# Need a good memo method



## Imran Rahman (Aug 26, 2016)

Hey guys! I am new at bld. Problem is , I just can't find an efficient, good memorizing method for 3bld. Can any one help me plss....


----------



## wir3sandfir3s (Aug 26, 2016)

Letter pairs, and if you don't have a letter scheme already, get one. Letter pairs are just the letters of the stickers in pairs, with each letter meaning something significant in a phrase, name, word etc. Whenever I suggest something about bld here I always say to go check out Noah's tutorials on YouTube because they are really good, so do it!


----------



## gateway cuber (Aug 26, 2016)

Imran Rahman said:


> Hey guys! I am new at bld. Problem is , I just can't find an efficient, good memorizing method for 3bld. Can any one help me plss....



I just use visual memory for 3BLD, which means you just touch every piece as you memorize it and at the end of memo feel through the entire solve to make sure I have it then I solve. You could do roman rooms or something like that but it's sophisticated and takes longer.


----------



## gateway cuber (Aug 26, 2016)

wir3sandfir3s said:


> Letter pairs, and if you don't have a letter scheme already, get one. Letter pairs are just the letters of the stickers in pairs, with each letter meaning something significant in a phrase, name, word etc. Whenever I suggest something about bld here I always say to go check out Noah's tutorials on YouTube because they are really good, so do it!



Letter pairs are great to, if you get good at them they're even better than visual. but they just weren't my thing.


----------



## wir3sandfir3s (Aug 26, 2016)
☆ ☆ ☆
REQUIRED WORK ▸
• a. Whose YouTube tutorials does wir3sandfir3s recommend in the memo method thread?
• b. Please explain, using the memo method thread, why gateway cuber treats roman rooms as a less appealing choice than visual memory for 3BLD.
• c. Write the next part of the memo method thread, picking up with the reply from wir3sandfir3s.
The data is separate material with no connection to the memo method thread.

AVAILABLE DATA ▸
☆ ☆ ☆
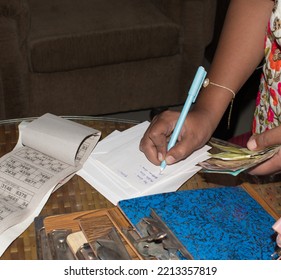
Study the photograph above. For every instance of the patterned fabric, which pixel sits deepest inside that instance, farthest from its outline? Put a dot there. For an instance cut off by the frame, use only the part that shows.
☆ ☆ ☆
OUTPUTS BY TASK ▸
• a. Noah's.

• b. Gateway cuber describes roman rooms as sophisticated and says it takes longer. Visual memory is simpler: you touch every piece as you memorize it, then feel through the whole solve before solving.

• c.
Um don't use visual if you are new. Stick with letter pairs, you don't need to get good at the, really as they are easy to learn and use early on and your skill with them develops naturally. If you want to get good at them a bit faster, you can do a few sited solved but do memo.


----------



## biscuit (Aug 26, 2016)

gateway cuber said:


> I just use visual memory for 3BLD, which means you just touch every piece as you memorize it and at the end of memo feel through the entire solve to make sure I have it then I solve. You could do roman rooms or something like that but it's sophisticated and takes longer.



Visual memo is kinda really bad. Letter pairs are by far the best.


----------



## gateway cuber (Aug 26, 2016)

biscuit said:


> Visual memo is kinda really bad. Letter pairs are by far the best.


It works for me... but then again my PB is like 4mins and something...


----------



## shadowslice e (Aug 27, 2016)

You could try pairs for edges and audio for corners and go edges, corners, corners, edges.
Wouldn't recommend for multi though.


----------



## oneshot (Sep 1, 2016)

There's this stickied thread: https://www.speedsolving.com/forum/threads/summary-and-explanation-of-memory-methods.27127/


----------



## leeo (Sep 24, 2016)

Assuming you have a letter system, the best place to start I find is this video from LongBeachCityCollege study seminar:
www.youtube.com/watch?v=Ulk9BCRA83Y
at 22:39 the presenter introduces acrostics, which are sentences where the first letter or prominent sound of each word gives the letter pattern to recall. Common example is the lines on the staff of the treble clef in music: EGBDF "Every Good Boy Deserves Fudge" -- or the more modern "Empty Garbage Before Dad Flips"; or the natural notes of the strings on an acoustic guitar: EADGBE "Elephants And Donkeys Grow Big Ears" -- or for an old hippie "Every Acid Dealer Gets Busted Eventually". at 27:44 the presenter continues to mental pictures and the desired qualities for the best mental pictures -- He presents "SPACE", where S refers to Stupid or Silly, P refers to a play on words where a rhyme or sound-alike can give an easier to remember picture, A refers to Active where a motion or effect is attached to the image, C refers to clear in that the mental picture is vivid and not confusing, and E refers to Easy to see, where the picture is not too crowded with nonessential detali.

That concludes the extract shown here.